Return the exact lines spanning from the line with "For each instance of the cloud, set" through the last line of the entries, boundaries included, and no others.

# start of TASK DATA

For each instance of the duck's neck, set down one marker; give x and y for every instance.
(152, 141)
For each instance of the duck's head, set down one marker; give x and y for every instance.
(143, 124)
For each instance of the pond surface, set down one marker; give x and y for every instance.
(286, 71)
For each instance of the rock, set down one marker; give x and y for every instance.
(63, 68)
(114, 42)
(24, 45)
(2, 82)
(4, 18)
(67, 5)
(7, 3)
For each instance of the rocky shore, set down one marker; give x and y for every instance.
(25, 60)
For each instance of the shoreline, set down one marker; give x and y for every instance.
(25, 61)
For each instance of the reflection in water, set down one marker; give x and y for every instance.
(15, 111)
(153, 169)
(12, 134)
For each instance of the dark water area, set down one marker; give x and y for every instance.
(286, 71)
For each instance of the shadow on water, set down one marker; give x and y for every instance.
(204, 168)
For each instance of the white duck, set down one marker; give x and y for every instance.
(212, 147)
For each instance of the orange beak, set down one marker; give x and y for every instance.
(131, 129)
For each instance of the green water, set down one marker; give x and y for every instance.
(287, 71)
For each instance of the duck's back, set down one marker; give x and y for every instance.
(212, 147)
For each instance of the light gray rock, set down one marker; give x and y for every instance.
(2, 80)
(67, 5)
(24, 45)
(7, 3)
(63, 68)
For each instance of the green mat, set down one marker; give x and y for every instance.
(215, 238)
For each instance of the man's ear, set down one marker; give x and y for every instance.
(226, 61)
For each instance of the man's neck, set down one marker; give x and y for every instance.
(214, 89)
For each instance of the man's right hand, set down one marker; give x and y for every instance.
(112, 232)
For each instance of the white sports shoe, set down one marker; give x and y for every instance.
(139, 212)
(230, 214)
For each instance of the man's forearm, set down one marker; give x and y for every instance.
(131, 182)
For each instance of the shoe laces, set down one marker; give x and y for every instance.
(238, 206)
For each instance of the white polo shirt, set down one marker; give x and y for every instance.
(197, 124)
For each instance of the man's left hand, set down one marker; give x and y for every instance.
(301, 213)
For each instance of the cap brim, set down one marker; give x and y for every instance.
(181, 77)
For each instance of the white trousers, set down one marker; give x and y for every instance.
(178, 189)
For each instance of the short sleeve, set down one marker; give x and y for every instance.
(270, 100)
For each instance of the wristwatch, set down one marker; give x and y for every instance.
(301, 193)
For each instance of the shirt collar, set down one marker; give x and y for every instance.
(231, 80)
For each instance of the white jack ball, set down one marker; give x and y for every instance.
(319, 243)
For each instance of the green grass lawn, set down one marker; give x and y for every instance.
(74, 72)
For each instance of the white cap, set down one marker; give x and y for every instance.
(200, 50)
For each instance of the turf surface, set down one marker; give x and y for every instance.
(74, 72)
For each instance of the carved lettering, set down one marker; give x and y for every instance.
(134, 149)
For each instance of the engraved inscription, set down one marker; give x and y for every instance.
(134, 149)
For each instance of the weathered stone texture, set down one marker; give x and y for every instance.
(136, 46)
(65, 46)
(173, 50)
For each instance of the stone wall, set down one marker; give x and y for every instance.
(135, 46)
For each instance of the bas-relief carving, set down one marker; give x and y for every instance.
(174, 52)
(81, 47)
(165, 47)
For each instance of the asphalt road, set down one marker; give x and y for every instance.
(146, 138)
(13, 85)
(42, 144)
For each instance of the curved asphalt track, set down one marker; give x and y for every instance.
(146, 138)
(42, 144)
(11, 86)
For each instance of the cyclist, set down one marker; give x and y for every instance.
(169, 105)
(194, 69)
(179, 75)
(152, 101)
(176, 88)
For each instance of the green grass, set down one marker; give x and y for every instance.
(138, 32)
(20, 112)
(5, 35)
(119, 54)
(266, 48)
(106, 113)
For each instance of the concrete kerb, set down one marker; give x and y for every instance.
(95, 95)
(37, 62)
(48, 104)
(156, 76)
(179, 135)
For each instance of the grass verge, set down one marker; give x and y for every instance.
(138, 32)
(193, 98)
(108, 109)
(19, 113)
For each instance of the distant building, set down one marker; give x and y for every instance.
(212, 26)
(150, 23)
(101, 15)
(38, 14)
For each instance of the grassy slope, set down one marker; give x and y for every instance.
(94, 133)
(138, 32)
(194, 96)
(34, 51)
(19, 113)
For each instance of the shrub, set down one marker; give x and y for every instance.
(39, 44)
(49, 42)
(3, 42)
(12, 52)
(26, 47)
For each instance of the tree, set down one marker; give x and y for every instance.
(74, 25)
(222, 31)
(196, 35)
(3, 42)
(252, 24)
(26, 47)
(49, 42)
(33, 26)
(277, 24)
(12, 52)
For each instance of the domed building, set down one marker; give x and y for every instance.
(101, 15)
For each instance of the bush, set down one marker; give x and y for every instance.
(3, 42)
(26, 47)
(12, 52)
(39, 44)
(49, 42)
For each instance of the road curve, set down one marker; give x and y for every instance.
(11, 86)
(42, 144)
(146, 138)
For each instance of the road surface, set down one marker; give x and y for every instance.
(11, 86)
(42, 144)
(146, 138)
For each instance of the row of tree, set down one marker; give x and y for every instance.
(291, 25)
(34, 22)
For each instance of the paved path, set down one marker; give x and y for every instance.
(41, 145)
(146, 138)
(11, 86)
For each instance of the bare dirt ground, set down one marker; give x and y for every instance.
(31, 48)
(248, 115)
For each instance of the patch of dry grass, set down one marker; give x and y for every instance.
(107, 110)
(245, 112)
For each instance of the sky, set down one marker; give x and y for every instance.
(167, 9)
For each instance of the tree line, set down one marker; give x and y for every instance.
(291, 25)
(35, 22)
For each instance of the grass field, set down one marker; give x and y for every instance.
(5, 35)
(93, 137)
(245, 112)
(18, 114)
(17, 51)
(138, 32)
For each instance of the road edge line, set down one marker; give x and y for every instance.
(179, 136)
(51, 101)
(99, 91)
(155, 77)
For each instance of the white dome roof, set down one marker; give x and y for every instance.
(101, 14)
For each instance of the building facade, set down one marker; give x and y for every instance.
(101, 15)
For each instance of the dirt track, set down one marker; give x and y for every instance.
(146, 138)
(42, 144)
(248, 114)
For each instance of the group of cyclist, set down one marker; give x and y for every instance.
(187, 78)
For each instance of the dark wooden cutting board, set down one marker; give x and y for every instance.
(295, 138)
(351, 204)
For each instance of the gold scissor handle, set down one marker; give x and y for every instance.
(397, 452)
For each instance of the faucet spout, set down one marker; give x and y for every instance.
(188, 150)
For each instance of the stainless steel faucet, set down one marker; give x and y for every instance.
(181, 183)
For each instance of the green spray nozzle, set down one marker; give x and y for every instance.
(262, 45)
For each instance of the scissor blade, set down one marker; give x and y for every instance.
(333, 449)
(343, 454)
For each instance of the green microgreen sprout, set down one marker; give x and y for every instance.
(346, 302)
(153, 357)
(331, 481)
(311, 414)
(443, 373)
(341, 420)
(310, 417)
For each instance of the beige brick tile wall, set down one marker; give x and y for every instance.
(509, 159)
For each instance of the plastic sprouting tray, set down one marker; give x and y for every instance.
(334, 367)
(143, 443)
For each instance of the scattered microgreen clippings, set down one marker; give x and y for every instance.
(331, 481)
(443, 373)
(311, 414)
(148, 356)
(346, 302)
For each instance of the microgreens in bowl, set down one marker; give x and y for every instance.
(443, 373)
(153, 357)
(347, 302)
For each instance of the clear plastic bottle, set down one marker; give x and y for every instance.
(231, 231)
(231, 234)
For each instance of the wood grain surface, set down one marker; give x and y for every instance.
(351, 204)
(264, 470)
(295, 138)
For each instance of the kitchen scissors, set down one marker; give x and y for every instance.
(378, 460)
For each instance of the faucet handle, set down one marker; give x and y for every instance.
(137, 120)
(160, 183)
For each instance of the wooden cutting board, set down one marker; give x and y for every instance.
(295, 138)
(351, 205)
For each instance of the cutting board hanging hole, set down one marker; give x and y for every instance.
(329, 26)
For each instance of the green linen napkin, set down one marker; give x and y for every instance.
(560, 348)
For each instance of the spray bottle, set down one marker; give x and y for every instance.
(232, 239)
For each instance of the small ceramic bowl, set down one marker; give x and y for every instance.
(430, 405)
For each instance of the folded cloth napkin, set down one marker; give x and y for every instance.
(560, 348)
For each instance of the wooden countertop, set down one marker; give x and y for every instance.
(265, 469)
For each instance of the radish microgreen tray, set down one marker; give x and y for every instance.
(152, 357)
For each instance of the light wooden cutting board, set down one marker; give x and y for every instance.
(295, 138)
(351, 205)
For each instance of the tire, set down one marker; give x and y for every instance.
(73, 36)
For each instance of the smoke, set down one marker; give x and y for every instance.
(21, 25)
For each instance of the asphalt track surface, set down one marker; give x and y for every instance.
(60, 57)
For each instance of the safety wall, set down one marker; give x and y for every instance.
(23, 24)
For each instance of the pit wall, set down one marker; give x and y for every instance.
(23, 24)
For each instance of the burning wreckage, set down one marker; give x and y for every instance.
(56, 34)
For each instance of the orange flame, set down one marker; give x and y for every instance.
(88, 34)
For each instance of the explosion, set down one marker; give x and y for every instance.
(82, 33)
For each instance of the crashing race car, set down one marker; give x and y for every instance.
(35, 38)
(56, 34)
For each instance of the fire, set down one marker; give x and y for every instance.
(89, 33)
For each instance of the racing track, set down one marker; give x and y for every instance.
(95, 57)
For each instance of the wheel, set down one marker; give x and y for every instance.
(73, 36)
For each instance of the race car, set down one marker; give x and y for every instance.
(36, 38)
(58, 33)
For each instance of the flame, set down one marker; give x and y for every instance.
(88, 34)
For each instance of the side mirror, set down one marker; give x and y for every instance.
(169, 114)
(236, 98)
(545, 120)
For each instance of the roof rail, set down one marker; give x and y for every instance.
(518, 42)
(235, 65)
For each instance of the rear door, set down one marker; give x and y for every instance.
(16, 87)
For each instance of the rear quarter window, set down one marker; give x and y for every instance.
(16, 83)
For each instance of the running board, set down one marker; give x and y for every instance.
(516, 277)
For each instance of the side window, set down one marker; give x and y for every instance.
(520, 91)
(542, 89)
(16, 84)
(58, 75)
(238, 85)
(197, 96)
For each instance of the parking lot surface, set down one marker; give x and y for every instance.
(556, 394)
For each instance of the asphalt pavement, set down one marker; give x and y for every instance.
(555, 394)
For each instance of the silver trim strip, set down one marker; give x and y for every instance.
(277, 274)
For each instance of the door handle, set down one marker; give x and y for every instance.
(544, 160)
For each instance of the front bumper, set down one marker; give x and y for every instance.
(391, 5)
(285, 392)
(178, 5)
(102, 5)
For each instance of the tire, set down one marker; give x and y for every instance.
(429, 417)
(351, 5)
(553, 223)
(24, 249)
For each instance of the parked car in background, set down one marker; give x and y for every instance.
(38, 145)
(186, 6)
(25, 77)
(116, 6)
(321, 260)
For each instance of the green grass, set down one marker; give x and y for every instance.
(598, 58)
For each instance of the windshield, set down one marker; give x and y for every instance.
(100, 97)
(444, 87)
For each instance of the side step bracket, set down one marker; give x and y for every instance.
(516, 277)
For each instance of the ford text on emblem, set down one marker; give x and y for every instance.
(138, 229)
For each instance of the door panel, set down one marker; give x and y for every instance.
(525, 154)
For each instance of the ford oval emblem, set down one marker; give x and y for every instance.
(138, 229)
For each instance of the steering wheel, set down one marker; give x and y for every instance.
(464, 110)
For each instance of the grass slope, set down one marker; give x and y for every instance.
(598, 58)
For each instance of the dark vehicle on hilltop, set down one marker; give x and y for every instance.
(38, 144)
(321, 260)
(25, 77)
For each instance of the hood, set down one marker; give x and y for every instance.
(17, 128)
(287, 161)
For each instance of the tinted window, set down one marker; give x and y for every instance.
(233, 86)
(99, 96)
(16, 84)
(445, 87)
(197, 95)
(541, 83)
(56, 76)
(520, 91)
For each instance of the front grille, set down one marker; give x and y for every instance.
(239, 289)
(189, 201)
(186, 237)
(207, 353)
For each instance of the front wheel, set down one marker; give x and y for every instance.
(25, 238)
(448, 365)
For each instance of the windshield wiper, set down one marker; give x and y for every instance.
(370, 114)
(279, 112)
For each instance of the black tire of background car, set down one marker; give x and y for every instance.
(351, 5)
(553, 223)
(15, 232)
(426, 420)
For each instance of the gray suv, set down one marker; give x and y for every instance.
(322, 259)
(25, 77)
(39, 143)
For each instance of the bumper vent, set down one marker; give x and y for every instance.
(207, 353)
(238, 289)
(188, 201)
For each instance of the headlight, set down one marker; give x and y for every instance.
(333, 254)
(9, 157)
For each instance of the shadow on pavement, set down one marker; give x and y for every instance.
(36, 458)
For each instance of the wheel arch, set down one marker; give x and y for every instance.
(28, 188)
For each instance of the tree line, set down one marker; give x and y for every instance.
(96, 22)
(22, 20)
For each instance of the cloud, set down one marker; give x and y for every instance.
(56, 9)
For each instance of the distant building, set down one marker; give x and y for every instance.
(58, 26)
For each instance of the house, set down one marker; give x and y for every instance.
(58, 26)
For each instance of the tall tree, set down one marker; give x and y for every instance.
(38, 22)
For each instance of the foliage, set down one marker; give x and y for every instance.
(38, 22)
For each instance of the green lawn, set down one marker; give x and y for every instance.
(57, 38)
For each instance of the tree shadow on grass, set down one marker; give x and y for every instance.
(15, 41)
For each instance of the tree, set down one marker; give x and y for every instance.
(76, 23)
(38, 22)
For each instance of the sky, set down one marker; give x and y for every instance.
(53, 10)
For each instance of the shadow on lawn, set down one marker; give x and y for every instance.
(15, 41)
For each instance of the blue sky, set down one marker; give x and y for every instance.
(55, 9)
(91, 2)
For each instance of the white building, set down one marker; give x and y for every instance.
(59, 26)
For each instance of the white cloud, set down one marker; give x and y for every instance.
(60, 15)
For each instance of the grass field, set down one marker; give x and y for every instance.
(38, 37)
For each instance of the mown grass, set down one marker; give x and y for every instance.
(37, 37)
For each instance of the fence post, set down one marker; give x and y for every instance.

# end of TASK DATA

* ANSWER IN FULL *
For each instance of the cloud, set down one marker; give x and y for every instance.
(56, 9)
For each instance of the distant building, set down one marker; give x and y for every instance.
(58, 26)
For each instance of the house, set down one marker; give x and y for every instance.
(58, 26)
For each instance of the tall tree, set down one marker; give x and y for every instance.
(38, 22)
For each instance of the foliage, set down one marker; give x and y for every instance.
(38, 22)
For each instance of the green lawn, set down one marker; give x and y for every instance.
(57, 38)
For each instance of the tree shadow on grass, set down one marker; give x and y for every instance.
(15, 41)
For each instance of the tree, set down one marker; give x and y for every instance.
(76, 23)
(38, 22)
For each instance of the sky, set down one marker; give x and y for every instance.
(53, 10)
For each instance of the shadow on lawn, set down one marker; give x and y for every instance.
(15, 41)
For each instance of the blue sky, set down one marker; give x and y for every instance.
(55, 9)
(91, 2)
For each instance of the white building, set down one marker; give x and y for every instance.
(59, 26)
For each instance of the white cloud, set down one marker; give x and y for every instance.
(60, 15)
For each instance of the grass field, set down one marker; give x and y for every instance.
(38, 37)
For each instance of the mown grass, set down one marker; give x and y for every instance.
(37, 37)
For each instance of the fence post, set down one marker; give x and y for every instance.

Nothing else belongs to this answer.